[R-C] Suggesting a "Flow State Exchange" (FSE)

Bill Ver Steeg (versteb) versteb at cisco.com
Thu Jul 26 12:14:51 CEST 2012


I like where this is going, as long as we understand that any FSE is advisory information that may or may not be used by a given set of hosts.  

One underlying question is -- what actions will take place as a result of this information exchange? I do not think that this is a black and white question, and I think this is OK. As long as the behavior is "do no worse than if the FSE did not take place", we have not lost anything. In other words, if this information is made available to the hosts, and the hosts do not do anything with it - it is the exact same behavior as we have today. 

However, for a set of hosts that does have some knowledge of the relative flow priorities, those hosts now have the information to "do the right thing". There are many proprietary examples of hosts that do this today, but they are all silo-ed and do not interoperate. The best example I can think of is in the IPTV world. There are N hosts behind a constrained last mile. They know about each other's streams. They know about the bandwidth allocated to the video flows, and the system knows how to mark packets. The hosts simply co-operate to stay below the constrained link BW.

== Provided data ==
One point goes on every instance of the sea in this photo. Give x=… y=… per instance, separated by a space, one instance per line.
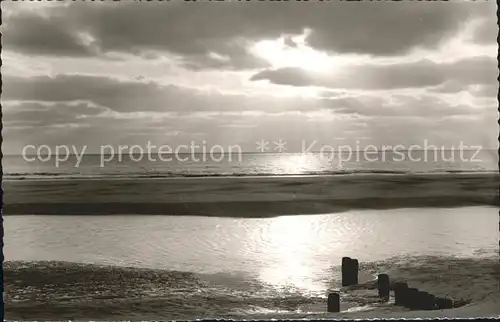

== List of tasks ==
• 1. In the Flow State Exchange message, copy everything from "I like where" down to "we have today.".
• 2. Pick up the message on the Flow State Exchange after its last sentence and keep writing it.

== Results in order ==
• 1.
I like where this is going, as long as we understand that any FSE is advisory information that may or may not be used by a given set of hosts.  

One underlying question is -- what actions will take place as a result of this information exchange? I do not think that this is a black and white question, and I think this is OK. As long as the behavior is "do no worse than if the FSE did not take place", we have not lost anything. In other words, if this information is made available to the hosts, and the hosts do not do anything with it - it is the exact same behavior as we have today.

• 2.
However, we do need to be careful to stay away from mandating very heavy-weight methods. Old-style formal admission control methods are not desirable, IMHO. History has shown that such methods simply do get deployed into the areas in which we need to have flow visibility.  As long as we think in terms of advisory messages between the network edge and the hosts, I think we are on solid ground. If a given set of hosts, on a given network want to invoke draconian admission control measures as a result of Flow State Exchange, that is up to them - but out of scope. 

In any case, the individual flows MUST still adhere to the basic congestion control algorithms that we are going to embark upon. There may be flows in the same QOS bucket that are not participating in the FSE algorithm. Even in that scenario, FSE data could be used by the participating hosts to decide which stream gets throttled.

bvs





-----Original Message-----
From: rtp-congestion-bounces at alvestrand.no [mailto:rtp-congestion-bounces at alvestrand.no] On Behalf Of Michael Welzl
Sent: Wednesday, July 25, 2012 9:13 AM
To: rtp-congestion at alvestrand.no
Subject: [R-C] Suggesting a "Flow State Exchange" (FSE)

Hi all,

This is a "chair hat taken off and thrown into a corner" message -  
very much my personal thoughts, and I'm very curious what you all think:

Starting point: there is a desire to have priorities between flows,  
e.g. in rtcweb, but maybe also between other RTP streams.

I have been arguing that the right way to do this is to have only a  
single congestion control entity, and then realize fairness among the  
flows as a result of scheduling data across them. I still believe that  
this is the right way to do it (and - Randell please correct me if I'm  
wrong - it seems that this is the approach already pursued by  
Mozilla). This thinking led me to propose my all-over-SCTP idea.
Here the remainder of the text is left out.